**Source data**

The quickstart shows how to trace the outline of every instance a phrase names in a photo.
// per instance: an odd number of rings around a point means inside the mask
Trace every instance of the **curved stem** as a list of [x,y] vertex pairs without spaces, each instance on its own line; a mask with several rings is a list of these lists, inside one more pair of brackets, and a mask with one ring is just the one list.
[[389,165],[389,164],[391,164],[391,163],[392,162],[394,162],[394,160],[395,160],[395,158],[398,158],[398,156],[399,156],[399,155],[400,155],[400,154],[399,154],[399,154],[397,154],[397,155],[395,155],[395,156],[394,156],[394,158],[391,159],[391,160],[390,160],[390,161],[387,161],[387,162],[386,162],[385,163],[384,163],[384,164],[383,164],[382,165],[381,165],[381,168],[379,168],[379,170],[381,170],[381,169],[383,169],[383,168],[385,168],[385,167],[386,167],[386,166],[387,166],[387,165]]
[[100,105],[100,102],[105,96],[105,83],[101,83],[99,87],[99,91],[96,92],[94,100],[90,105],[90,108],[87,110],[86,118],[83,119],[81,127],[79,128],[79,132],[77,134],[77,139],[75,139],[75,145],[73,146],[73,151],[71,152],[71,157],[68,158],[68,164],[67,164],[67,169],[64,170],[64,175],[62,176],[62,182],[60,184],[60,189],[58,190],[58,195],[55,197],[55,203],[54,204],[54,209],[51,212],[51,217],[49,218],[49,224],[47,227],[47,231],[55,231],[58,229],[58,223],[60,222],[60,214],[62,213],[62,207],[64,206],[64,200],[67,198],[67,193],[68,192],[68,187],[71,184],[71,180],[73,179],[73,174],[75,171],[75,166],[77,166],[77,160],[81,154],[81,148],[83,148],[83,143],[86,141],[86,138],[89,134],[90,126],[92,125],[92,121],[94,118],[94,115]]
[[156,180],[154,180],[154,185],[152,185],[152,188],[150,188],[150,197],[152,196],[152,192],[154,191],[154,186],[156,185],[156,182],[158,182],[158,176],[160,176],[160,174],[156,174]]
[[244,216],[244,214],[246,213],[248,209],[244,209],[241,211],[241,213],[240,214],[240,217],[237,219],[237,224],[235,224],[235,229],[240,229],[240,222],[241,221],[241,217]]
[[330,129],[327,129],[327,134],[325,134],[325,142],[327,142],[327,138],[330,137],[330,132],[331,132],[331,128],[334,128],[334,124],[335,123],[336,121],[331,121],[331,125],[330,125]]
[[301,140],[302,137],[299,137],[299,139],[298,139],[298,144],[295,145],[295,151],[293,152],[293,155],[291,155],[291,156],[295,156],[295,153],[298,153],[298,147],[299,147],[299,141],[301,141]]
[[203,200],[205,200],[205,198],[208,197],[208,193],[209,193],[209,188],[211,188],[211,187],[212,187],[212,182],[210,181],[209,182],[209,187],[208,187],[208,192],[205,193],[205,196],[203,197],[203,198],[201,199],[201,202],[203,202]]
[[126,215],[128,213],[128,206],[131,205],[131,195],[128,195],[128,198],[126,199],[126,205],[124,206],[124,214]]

**To do**
Retype the listing. Match it exactly.

**Reply**
The quickstart shows how to trace the outline of every instance a phrase names in a photo.
// per instance: an odd number of rings around a point means inside the mask
Trace every instance of the **curved stem** as a list of [x,y] vertex pairs without spaces, each instance on its own line; a mask with several rings is a list of these lists, inside one more pair of brackets, and a mask with one ring is just the one list.
[[389,165],[389,164],[391,164],[391,163],[392,162],[394,162],[394,160],[395,160],[395,158],[398,158],[398,156],[399,156],[399,155],[400,155],[400,154],[399,154],[399,154],[397,154],[397,155],[395,155],[395,156],[394,156],[394,158],[391,159],[391,160],[390,160],[390,161],[387,161],[387,162],[386,162],[385,163],[384,163],[384,164],[383,164],[382,165],[381,165],[381,168],[379,168],[379,170],[381,170],[381,169],[383,169],[383,168],[385,168],[385,167],[386,167],[386,166],[387,166],[387,165]]
[[100,105],[100,102],[105,96],[105,83],[101,83],[99,87],[99,91],[96,92],[94,100],[90,105],[90,108],[87,110],[86,118],[83,119],[81,127],[79,128],[79,132],[77,134],[77,139],[75,139],[75,145],[73,146],[73,151],[71,152],[71,157],[68,158],[68,164],[67,164],[67,169],[64,170],[64,175],[62,176],[62,182],[60,184],[60,189],[58,190],[58,195],[55,197],[55,203],[54,204],[54,209],[51,212],[51,217],[49,218],[49,224],[47,227],[47,231],[55,231],[58,229],[58,223],[60,222],[60,214],[62,213],[62,207],[64,206],[64,200],[67,198],[67,193],[68,192],[68,187],[71,184],[71,180],[73,179],[73,174],[75,171],[75,166],[77,166],[77,160],[81,154],[81,148],[83,148],[83,143],[86,141],[86,138],[89,134],[90,126],[92,125],[92,121],[94,118],[94,115]]
[[156,180],[154,180],[154,185],[152,185],[152,188],[150,188],[150,197],[152,196],[152,192],[154,191],[154,186],[156,185],[156,182],[158,182],[158,176],[160,176],[160,174],[156,174]]
[[244,216],[244,214],[246,213],[248,209],[244,209],[241,211],[241,213],[240,214],[240,217],[237,219],[237,224],[235,224],[235,229],[240,229],[240,222],[241,221],[241,217]]
[[330,129],[327,129],[327,134],[325,134],[325,142],[327,142],[327,138],[330,137],[330,132],[331,132],[331,128],[334,128],[334,124],[335,123],[336,121],[331,121],[331,125],[330,125]]
[[301,140],[302,137],[299,137],[299,139],[298,139],[298,144],[295,145],[295,151],[293,152],[293,155],[291,155],[291,156],[295,156],[295,153],[298,153],[298,147],[299,147],[299,141],[301,141]]
[[203,200],[205,200],[205,198],[208,197],[208,193],[209,193],[209,188],[211,188],[211,187],[212,187],[212,182],[210,181],[209,182],[209,187],[208,187],[208,192],[205,193],[205,196],[203,197],[203,198],[201,199],[201,202],[203,202]]
[[126,215],[128,213],[128,206],[131,205],[131,195],[128,195],[128,198],[126,199],[126,205],[124,206],[124,214]]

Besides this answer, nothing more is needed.